• [GIVEN PROBLEM]:
Write out every line of the records again, requests included, shifting each pixel coordinate in the answer outlines up by 92 and leaving the format samples and requests as they are. Omit the pictures.
===== DATA EXCERPTS =====
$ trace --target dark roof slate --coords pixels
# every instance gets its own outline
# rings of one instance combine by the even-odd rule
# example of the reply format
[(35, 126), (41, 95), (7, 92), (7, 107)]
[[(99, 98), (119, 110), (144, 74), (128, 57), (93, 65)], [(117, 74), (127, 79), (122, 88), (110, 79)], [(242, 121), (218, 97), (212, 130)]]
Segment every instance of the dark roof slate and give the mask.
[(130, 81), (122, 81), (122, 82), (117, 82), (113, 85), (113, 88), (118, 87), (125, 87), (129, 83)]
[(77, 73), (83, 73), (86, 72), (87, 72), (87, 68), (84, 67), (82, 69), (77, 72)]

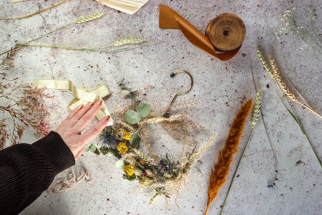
=====
• [RIGHT ANSWER]:
$ trace --target dark roof slate --coords pixels
# every instance gets its own outline
# rings of one instance combine by the even-odd rule
# example of the reply format
[(35, 126), (41, 95), (7, 92), (7, 107)]
[[(99, 98), (119, 110), (144, 74), (128, 57), (93, 65)], [(117, 74), (127, 79), (122, 88), (110, 79)], [(242, 121), (218, 97), (212, 130)]]
Segment every instance of the dark roof slate and give the mask.
[(222, 173), (214, 173), (214, 174), (209, 174), (205, 177), (205, 180), (210, 179), (217, 179), (221, 175)]
[(169, 165), (175, 165), (178, 164), (179, 164), (179, 160), (176, 159), (174, 161), (169, 164)]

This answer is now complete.